* Task objective: Repeat these lines word for word, starting at the first line and ending with the line that contains "[237,108,271,155]".

## begin Given records

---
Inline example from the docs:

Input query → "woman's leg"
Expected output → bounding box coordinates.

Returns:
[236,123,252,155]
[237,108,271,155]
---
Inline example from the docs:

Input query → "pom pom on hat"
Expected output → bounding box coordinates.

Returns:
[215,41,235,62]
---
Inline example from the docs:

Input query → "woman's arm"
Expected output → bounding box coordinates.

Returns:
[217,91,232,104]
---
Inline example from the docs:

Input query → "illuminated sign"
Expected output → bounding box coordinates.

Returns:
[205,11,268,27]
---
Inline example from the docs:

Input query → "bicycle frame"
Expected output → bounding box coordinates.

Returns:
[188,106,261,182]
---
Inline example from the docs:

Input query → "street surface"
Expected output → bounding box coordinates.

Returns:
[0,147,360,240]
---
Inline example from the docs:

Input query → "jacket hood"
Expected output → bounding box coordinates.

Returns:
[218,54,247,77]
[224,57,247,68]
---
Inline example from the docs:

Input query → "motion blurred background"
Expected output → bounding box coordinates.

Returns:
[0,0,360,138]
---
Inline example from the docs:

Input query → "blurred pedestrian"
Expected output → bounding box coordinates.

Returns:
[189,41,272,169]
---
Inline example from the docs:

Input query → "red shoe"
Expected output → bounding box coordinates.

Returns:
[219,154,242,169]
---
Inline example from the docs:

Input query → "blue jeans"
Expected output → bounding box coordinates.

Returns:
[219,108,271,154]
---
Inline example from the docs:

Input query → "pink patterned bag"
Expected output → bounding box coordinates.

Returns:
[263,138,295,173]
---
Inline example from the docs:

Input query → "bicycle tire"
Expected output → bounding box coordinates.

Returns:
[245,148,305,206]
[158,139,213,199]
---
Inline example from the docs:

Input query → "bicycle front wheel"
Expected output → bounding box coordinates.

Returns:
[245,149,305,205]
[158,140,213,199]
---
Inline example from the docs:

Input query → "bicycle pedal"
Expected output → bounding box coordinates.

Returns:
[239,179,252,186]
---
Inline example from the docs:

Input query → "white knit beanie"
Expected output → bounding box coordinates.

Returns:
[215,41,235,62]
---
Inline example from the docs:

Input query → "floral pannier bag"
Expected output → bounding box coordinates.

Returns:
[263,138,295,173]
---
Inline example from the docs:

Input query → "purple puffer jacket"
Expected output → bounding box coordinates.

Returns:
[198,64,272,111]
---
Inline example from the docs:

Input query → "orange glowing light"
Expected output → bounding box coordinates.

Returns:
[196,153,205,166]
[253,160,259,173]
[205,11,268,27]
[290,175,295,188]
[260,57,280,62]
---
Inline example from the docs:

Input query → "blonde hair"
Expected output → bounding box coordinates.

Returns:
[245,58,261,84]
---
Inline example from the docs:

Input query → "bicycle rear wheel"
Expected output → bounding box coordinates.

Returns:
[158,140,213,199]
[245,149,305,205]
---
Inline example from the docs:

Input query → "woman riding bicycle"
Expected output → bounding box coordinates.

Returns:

## end Given records

* Complete answer:
---
Inline example from the docs:

Input query → "woman's leg"
Expected output → bounding box coordinates.

Returns:
[236,123,252,155]
[237,108,271,155]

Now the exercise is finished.